*** Records for this task Section Begins ***
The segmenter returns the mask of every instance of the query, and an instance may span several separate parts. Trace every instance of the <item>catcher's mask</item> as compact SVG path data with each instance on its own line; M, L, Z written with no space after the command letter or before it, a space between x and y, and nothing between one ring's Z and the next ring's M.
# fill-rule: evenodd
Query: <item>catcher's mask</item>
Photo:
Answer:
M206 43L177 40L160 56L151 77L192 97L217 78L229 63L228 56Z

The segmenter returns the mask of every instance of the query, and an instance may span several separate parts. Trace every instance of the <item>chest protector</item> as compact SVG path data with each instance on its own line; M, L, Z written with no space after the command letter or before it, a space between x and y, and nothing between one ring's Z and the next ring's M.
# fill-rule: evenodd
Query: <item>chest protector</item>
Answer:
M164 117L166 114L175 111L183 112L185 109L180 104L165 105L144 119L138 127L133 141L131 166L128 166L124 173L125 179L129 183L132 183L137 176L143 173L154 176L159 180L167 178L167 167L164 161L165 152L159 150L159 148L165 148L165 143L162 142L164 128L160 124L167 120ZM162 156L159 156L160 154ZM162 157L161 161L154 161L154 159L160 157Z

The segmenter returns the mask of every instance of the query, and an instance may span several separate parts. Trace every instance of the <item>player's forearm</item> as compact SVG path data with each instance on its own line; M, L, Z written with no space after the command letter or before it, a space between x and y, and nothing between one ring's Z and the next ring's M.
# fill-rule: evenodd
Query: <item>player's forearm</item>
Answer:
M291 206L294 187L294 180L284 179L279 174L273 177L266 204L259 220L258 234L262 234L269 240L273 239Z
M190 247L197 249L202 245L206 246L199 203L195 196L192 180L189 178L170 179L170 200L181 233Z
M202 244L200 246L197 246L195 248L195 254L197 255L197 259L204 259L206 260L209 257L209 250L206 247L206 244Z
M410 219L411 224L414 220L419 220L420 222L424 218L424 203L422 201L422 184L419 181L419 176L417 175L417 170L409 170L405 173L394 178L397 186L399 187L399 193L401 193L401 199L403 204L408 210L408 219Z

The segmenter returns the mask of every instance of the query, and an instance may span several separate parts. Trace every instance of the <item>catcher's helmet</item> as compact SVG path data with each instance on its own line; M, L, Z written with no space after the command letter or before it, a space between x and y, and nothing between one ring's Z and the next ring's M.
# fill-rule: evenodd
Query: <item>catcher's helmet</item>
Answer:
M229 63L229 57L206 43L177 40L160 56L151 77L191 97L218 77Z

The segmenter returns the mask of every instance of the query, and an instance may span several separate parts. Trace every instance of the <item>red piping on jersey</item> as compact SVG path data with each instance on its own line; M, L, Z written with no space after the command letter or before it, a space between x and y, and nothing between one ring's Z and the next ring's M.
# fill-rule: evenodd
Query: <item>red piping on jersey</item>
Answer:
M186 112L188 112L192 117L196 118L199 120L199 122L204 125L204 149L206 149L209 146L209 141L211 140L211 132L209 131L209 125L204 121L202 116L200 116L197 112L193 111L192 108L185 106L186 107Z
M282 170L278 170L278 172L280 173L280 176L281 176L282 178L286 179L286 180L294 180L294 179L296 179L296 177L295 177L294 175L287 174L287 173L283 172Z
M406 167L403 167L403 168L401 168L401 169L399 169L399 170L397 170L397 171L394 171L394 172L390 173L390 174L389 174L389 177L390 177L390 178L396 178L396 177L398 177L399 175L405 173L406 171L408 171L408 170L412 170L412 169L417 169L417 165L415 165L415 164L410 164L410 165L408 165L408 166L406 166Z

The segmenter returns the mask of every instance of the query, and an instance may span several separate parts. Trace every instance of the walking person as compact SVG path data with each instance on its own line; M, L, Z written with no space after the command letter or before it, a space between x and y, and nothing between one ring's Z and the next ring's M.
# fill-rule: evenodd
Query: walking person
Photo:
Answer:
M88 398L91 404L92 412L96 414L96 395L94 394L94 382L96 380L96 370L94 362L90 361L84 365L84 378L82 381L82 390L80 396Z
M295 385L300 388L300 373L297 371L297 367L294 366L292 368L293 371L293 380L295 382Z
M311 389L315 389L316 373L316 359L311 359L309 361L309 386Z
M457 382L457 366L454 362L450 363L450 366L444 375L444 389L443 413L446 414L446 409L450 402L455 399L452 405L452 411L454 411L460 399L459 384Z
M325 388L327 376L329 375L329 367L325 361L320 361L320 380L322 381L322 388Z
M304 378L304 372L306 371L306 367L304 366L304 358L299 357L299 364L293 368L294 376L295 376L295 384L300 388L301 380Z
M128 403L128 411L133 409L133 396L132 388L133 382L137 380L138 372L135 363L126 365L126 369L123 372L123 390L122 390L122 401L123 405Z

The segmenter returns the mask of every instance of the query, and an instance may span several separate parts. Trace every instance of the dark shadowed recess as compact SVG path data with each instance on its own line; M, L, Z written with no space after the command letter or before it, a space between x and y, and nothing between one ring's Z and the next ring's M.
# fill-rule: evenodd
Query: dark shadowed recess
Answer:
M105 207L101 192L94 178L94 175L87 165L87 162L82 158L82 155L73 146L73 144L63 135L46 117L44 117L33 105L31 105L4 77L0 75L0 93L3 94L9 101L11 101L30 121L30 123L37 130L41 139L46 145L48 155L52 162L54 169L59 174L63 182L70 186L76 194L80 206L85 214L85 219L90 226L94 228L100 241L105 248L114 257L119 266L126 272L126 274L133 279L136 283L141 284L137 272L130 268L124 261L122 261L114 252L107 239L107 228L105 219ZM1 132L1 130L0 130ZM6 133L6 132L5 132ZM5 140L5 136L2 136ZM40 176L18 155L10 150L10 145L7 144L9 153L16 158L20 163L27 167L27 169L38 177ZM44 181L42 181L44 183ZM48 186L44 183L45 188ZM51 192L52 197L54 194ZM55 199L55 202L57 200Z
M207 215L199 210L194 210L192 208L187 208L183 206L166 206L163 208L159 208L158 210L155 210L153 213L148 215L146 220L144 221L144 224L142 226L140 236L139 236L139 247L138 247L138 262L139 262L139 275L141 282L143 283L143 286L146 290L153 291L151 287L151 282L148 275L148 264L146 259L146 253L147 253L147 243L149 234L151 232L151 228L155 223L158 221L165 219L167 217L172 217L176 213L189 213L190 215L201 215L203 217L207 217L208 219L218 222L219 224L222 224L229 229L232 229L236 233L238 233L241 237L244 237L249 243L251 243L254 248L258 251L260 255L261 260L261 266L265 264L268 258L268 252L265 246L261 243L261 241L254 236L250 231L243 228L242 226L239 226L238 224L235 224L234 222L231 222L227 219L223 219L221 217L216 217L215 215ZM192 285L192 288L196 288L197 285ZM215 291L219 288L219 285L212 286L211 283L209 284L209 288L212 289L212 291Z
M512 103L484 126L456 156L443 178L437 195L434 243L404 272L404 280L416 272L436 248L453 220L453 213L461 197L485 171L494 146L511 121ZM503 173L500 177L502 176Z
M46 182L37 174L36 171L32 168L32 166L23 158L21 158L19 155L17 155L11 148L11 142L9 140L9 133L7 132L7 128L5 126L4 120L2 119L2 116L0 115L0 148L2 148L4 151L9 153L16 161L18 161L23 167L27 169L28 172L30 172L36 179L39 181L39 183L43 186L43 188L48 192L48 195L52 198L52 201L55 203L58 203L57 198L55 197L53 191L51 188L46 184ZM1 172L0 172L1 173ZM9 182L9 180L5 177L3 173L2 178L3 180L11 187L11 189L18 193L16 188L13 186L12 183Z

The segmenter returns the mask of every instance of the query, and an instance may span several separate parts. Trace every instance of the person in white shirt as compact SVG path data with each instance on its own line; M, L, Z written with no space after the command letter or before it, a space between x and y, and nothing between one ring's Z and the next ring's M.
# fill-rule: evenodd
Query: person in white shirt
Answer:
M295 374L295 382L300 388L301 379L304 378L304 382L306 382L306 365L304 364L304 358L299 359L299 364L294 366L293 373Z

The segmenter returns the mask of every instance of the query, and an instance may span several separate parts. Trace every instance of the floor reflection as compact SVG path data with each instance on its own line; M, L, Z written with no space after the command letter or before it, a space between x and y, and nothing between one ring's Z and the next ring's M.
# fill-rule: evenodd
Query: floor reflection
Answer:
*** Records for this task Section Ends ***
Which lines in the listing above include the string "white"? Copy each of them.

Task solution:
The segmenter returns the mask of every instance of the query, and an instance may span several separate parts. Trace every instance of the person in white shirt as compact SVG path data with each instance on its own line; M, L, Z written with no space after the command letter or before it, a space between x and y, and nothing between one ring's Z and the next ring's M.
Query: person in white shirt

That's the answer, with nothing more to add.